Tekstfragment
□ □ □ □

5. De beoordeling van het geschil
5.1 De door appellante aangevoerde grieven hebben zowel betrekking op de geldigheid van de heffingsverordening zelf als op de juistheid van de bepaling van de hoogte van de heffing. Het College zal hieronder eerst ingaan op de, bij wege van exceptie aangevoerde, meest vérstrekkende grieven inzake de geldigheid van de heffingsverordening.
5.2 Het College vat de grieven van appellante aldus samen, dat geen effectief toezicht kan worden uitgeoefend ten aanzien van de vraag of de activiteiten van verweerder wel het algemeen belang dienen, dat door de verplichte heffing ten gunste van activiteiten met een privaatrechtelijk karakter de vrijheid van vereniging wordt geschonden en dat het ongelijke profijt dat ondernemingen hebben van deze activiteiten een schending met zich meebrengt van zowel het Nederlandse als het Europese recht.

□ □ □ □

Getoond materiaal
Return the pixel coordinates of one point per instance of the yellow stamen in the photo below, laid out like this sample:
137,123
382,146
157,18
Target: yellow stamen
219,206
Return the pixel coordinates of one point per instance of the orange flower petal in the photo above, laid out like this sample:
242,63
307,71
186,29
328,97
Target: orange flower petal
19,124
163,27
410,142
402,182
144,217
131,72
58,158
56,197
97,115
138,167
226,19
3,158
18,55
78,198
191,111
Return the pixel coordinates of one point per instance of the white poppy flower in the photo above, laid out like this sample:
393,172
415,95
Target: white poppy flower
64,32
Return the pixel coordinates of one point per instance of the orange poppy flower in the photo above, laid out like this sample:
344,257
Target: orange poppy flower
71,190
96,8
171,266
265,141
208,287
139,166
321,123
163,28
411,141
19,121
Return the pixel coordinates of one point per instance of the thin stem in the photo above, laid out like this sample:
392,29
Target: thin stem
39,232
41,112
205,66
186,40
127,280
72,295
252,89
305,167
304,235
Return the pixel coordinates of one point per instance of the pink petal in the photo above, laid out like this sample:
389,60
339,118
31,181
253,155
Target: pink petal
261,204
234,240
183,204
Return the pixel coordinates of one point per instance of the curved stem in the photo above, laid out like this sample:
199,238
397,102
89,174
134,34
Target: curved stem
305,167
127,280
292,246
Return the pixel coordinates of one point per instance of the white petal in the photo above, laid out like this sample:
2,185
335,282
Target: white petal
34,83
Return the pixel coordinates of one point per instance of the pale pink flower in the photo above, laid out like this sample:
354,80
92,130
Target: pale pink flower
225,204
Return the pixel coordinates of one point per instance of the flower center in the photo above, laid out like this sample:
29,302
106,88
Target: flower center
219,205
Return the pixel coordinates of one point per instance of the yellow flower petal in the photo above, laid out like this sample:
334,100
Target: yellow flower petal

□ □ □ □

Opdracht
Schrijf de tekst over de geldigheid van de heffingsverordening verder, aansluitend op de laatste zin.

Uitwerking
5.2.1 Appellante heeft verschillende argumenten aangevoerd ter onderbouwing van haar grief dat geen werkelijke controle mogelijk is op de vraag of verweerders activiteiten daadwerkelijk in het algemeen belang zijn. Naar het oordeel van het College ontberen deze argumenten alle feitelijke grondslag, nu tegen het besluit tot oplegging van een heffing bezwaar en beroep openstaat waarbij tevens de verbindendheid van de onderliggende verordening in rechte kan worden getoetst. De behandeling in beroep vindt plaats bij een gerecht dat onafhankelijk is in de zin van artikel 6 EVRM en de stelling van appellante dat dit gerecht niet anders kan doen dan een beroep als bedoeld ongegrond te verklaren, vindt geen steun in de feiten.
5.2.2 Het beroep van appellante op artikel 11 EVRM, volgens welke bepaling een ieder recht heeft op vrijheid van vreedzame vergadering en vereniging, kan naar het oordeel van het College aan de verbindendheid van de heffingsverordening niet afdoen, reeds omdat verweerder als publiekrechtelijk lichaam niet kan worden aangemerkt als een vereniging in de zin van dit artikel.
5.2.3 Appellante heeft zich voorts beroepen op strijd met artikel 93, vijfde lid, Wbo. Ingevolge deze bepaling mag geen verordening aan gezonde mededinging in de weg staan. Hoewel de onderhavige heffingsverordening, zoals elke heffingsverordening, enige invloed op de concurrentie kan hebben, is van een uitschakeling van de nuttige functie der concurrentie niet gebleken en kan appellantes beroep op voornoemde bepaling dan ook niet tot onverbindendheid van de onderhavige heffingsverordening leiden.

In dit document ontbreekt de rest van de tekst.